■ **Aim**:
Copy the records below from the line with "of the nose" through the end of the records, requests included, and adjust every coordinate in the answers by adding -112.

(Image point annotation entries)
══════════════════════════════

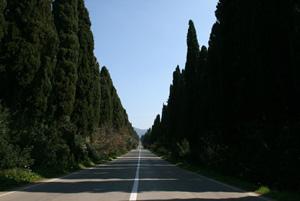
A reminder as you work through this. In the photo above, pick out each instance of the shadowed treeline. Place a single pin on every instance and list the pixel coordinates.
(57, 108)
(235, 105)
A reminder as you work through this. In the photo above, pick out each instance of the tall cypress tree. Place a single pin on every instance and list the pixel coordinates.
(66, 21)
(106, 104)
(86, 110)
(28, 56)
(2, 19)
(191, 72)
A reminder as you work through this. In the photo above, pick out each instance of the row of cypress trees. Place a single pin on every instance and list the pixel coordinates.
(53, 97)
(235, 106)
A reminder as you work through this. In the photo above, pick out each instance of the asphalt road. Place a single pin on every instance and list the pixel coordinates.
(138, 175)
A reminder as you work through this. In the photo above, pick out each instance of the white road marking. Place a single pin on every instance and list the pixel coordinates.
(134, 191)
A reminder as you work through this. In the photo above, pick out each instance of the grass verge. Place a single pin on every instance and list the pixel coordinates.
(237, 182)
(17, 177)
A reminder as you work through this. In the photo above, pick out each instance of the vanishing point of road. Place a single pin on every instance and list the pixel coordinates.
(138, 175)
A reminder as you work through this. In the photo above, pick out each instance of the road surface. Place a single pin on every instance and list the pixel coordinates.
(138, 175)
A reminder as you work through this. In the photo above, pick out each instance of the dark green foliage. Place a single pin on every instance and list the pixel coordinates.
(86, 109)
(106, 104)
(241, 106)
(28, 56)
(66, 21)
(2, 20)
(10, 154)
(50, 81)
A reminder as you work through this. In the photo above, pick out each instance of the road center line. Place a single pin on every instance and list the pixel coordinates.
(134, 191)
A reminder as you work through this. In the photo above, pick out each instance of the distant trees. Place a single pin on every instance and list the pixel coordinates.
(50, 88)
(236, 102)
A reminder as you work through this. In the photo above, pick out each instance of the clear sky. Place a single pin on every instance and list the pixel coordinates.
(141, 42)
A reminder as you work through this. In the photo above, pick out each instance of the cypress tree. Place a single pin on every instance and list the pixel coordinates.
(28, 56)
(191, 72)
(86, 110)
(66, 21)
(2, 19)
(106, 104)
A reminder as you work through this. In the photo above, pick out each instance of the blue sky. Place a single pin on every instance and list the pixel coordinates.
(141, 42)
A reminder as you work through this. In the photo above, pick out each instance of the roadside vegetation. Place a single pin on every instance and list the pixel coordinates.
(59, 111)
(234, 107)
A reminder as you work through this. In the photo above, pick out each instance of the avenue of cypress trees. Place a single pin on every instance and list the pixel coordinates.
(242, 94)
(50, 83)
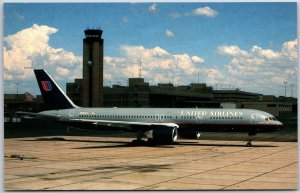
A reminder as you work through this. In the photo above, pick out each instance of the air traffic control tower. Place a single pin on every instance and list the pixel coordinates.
(92, 87)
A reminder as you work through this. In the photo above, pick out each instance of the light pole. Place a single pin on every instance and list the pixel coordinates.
(292, 89)
(285, 83)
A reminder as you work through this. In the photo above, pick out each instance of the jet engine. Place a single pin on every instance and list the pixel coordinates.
(190, 134)
(162, 135)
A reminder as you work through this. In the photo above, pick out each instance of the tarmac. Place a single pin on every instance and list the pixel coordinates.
(112, 163)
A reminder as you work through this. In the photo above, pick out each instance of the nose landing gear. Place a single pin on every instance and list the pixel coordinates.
(251, 135)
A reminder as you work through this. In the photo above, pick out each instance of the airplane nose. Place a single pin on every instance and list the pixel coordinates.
(280, 126)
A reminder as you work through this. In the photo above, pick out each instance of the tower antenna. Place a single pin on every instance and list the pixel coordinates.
(140, 74)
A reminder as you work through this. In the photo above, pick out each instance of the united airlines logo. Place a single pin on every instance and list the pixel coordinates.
(46, 85)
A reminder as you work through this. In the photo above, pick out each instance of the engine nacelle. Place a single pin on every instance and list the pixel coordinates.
(164, 135)
(190, 134)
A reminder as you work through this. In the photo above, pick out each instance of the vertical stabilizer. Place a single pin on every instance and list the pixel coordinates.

══════════════════════════════

■ **Written answer**:
A reminder as you work through this. In the photo above, pick out each instance of the nose landing gear. Place a single pin on every instance and list the pixel coordinates.
(139, 23)
A reminder as you work through this. In the photo above, pick out each instance of the airplane nose. Place a single pin on every instance and list the pixel coordinates.
(168, 14)
A reminder as you work through this. In the photo above, pick out each instance of the tower antenna. Place a single pin on every instance and list the pixel coordinates.
(28, -38)
A reminder as you work through this. In the photo above, pick out each instance of the united airlines logo. Place a single pin on every instance and list the pixel coordinates.
(-66, -27)
A reminder as you work through this. In the photo above, pick out each instance of the engine nacelle. Place a single pin on every instance and list the pixel coordinates.
(52, 23)
(78, 22)
A reminder as you work through this. In the photo above, pick out each instance of the vertical stabilizer. Place a single pin on every instance and list the pixel coordinates.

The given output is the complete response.